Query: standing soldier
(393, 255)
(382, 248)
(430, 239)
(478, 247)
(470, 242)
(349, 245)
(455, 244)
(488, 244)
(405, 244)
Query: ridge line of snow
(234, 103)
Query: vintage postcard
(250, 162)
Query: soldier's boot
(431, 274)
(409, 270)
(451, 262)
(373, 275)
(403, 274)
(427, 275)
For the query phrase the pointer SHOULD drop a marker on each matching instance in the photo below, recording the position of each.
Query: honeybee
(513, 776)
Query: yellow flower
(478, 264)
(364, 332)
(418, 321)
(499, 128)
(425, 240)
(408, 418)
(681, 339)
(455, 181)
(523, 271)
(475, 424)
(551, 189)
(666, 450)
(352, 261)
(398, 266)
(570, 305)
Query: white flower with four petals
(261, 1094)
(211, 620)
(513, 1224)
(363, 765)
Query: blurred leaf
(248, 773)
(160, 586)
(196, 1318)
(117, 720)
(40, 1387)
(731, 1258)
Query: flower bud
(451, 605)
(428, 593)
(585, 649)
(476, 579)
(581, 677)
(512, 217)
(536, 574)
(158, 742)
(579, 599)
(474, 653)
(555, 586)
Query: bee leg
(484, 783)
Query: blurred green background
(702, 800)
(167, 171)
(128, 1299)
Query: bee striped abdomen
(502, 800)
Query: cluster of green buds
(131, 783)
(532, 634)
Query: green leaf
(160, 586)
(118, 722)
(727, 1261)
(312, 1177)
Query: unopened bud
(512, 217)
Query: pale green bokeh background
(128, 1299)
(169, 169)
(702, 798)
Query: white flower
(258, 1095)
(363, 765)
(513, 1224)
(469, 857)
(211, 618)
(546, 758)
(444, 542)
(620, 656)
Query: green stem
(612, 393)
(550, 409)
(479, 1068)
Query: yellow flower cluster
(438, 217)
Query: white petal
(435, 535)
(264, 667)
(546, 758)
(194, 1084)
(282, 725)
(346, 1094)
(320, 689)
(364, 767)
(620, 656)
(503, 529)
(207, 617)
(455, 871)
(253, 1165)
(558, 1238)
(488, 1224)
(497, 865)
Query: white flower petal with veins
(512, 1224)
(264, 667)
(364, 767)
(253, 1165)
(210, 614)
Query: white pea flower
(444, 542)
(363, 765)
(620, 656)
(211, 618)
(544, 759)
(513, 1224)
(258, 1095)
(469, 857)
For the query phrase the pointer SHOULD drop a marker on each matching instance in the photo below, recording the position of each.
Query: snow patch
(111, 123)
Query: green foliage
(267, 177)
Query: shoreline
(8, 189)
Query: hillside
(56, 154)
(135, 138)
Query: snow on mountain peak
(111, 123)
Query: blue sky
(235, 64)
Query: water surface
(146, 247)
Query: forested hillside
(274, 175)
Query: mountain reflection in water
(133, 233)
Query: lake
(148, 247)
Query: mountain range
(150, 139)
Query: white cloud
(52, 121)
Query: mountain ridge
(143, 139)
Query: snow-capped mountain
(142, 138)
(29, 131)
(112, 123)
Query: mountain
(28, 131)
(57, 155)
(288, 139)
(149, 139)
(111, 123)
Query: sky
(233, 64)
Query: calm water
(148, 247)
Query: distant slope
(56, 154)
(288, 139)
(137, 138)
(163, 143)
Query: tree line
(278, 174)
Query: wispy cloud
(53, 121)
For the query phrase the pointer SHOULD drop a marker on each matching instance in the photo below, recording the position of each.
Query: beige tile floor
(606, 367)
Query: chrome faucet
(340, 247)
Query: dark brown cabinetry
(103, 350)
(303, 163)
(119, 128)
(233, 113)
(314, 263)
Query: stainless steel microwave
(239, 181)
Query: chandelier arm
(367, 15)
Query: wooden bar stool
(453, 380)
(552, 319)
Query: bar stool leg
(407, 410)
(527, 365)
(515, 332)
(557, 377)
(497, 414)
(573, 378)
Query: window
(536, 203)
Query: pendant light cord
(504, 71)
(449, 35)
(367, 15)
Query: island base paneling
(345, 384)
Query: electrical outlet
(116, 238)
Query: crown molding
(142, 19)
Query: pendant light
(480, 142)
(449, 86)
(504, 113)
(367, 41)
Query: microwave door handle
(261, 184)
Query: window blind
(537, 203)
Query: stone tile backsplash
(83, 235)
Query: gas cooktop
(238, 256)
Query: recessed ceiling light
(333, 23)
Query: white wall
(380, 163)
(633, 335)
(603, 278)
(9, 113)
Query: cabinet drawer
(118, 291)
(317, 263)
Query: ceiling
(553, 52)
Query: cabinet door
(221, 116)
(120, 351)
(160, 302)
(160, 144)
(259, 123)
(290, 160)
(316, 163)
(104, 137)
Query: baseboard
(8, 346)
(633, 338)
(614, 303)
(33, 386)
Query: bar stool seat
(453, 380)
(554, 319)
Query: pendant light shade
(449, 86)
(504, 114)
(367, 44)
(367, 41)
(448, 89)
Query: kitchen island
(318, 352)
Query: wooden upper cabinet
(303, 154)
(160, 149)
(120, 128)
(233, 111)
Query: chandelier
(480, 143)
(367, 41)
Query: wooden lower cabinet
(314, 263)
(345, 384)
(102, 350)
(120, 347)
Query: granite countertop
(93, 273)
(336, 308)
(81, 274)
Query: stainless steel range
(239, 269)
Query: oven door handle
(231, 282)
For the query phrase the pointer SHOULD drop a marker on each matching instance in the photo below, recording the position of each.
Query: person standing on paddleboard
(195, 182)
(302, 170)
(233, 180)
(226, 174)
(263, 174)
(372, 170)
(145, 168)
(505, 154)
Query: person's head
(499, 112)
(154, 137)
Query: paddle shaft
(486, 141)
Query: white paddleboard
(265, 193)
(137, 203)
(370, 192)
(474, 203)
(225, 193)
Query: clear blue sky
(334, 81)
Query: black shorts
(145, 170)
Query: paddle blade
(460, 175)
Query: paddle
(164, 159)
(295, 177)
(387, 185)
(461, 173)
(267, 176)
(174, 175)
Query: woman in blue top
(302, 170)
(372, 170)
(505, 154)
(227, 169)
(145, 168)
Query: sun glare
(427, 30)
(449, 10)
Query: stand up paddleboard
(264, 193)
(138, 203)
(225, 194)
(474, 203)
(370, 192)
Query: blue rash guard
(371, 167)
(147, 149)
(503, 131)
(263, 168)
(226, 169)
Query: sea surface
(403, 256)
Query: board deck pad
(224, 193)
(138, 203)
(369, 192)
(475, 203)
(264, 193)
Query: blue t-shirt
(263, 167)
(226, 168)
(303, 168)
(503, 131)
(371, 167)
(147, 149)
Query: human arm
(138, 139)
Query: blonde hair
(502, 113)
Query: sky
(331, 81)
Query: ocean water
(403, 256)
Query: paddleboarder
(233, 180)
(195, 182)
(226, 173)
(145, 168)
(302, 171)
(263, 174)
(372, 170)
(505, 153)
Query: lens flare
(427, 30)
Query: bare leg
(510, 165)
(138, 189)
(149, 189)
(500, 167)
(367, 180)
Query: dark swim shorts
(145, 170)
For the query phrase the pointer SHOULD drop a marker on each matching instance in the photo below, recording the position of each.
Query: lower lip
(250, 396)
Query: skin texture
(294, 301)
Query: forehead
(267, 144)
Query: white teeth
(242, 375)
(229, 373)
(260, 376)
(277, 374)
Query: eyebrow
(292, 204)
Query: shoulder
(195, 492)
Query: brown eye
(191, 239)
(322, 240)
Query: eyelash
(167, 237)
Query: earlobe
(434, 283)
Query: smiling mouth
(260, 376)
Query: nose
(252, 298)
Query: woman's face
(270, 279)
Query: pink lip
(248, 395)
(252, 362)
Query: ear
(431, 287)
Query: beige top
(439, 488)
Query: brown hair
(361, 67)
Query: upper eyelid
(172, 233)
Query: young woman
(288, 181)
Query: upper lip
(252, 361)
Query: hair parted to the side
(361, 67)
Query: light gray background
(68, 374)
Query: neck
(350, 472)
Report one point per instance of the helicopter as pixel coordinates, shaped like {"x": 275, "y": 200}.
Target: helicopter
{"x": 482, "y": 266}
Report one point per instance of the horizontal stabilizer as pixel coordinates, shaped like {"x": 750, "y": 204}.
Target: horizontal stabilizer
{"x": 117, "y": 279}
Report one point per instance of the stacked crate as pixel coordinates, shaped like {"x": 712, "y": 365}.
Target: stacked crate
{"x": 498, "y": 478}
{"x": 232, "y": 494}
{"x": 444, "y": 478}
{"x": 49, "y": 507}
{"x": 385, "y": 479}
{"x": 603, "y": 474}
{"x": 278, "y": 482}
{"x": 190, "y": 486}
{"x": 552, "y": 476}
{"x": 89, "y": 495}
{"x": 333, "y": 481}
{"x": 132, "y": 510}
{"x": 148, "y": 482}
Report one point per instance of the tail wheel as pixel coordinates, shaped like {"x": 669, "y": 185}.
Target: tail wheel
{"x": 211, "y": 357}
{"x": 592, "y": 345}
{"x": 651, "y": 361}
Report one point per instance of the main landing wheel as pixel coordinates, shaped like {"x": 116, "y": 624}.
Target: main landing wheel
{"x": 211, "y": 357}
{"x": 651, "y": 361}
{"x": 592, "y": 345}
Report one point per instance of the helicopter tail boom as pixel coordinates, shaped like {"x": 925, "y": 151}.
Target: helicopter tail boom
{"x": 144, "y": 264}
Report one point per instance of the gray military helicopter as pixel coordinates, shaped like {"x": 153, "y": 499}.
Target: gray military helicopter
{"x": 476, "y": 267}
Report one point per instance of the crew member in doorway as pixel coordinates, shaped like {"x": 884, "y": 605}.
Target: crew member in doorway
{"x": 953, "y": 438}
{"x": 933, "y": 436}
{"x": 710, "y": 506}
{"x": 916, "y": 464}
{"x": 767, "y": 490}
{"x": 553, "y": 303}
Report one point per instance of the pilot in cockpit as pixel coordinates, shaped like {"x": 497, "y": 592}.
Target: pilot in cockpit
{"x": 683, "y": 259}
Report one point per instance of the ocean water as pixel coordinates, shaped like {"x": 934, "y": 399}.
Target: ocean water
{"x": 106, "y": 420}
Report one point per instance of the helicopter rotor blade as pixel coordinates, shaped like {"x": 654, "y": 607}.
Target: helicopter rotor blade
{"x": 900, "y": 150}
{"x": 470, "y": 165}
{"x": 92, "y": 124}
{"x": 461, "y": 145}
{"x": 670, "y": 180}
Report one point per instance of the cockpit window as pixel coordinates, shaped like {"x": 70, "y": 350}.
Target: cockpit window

○ ○ ○ ○ ○

In the listing above, find the line containing "Query: skin texture" and the line containing "Report one point per instance of the crew", then repeat those two lines and everything between them exactly.

Query: skin texture
(294, 301)
Query: forehead
(267, 144)
Query: white teeth
(242, 375)
(229, 373)
(260, 376)
(277, 374)
Query: eyebrow
(292, 204)
Query: shoulder
(195, 492)
Query: brown eye
(191, 239)
(322, 240)
Query: eyelash
(167, 237)
Query: earlobe
(434, 283)
Query: smiling mouth
(260, 376)
Query: nose
(252, 298)
Query: woman's face
(270, 279)
Query: pink lip
(248, 395)
(252, 362)
Query: ear
(431, 287)
Query: beige top
(439, 488)
Query: brown hair
(361, 67)
Query: upper eyelid
(172, 233)
Query: young woman
(288, 181)
Query: upper lip
(252, 361)
Query: hair parted to the side
(361, 67)
Query: light gray background
(68, 374)
Query: neck
(350, 472)
Report one point per instance of the helicopter as pixel coordinates, shaped like {"x": 275, "y": 200}.
Target: helicopter
{"x": 482, "y": 266}
Report one point per instance of the horizontal stabilizer as pixel coordinates, shaped like {"x": 750, "y": 204}.
Target: horizontal stabilizer
{"x": 117, "y": 279}
Report one point per instance of the stacked crate as pixel coordinates, shaped like {"x": 712, "y": 365}.
Target: stacked crate
{"x": 498, "y": 478}
{"x": 232, "y": 494}
{"x": 444, "y": 478}
{"x": 49, "y": 507}
{"x": 385, "y": 479}
{"x": 603, "y": 474}
{"x": 278, "y": 482}
{"x": 190, "y": 486}
{"x": 552, "y": 476}
{"x": 89, "y": 495}
{"x": 333, "y": 481}
{"x": 132, "y": 510}
{"x": 148, "y": 482}
Report one point per instance of the tail wheel as pixel coordinates, shaped like {"x": 669, "y": 185}.
Target: tail wheel
{"x": 211, "y": 357}
{"x": 592, "y": 345}
{"x": 651, "y": 361}
Report one point per instance of the main landing wheel as pixel coordinates, shaped like {"x": 116, "y": 624}.
Target: main landing wheel
{"x": 211, "y": 357}
{"x": 651, "y": 361}
{"x": 592, "y": 345}
Report one point per instance of the helicopter tail boom as pixel coordinates, shaped like {"x": 925, "y": 151}.
Target: helicopter tail boom
{"x": 144, "y": 264}
Report one point per instance of the gray military helicopter as pixel coordinates, shaped like {"x": 153, "y": 499}.
Target: gray military helicopter
{"x": 476, "y": 267}
Report one point per instance of the crew member in doorway as pixel coordinates, shaped like {"x": 884, "y": 605}.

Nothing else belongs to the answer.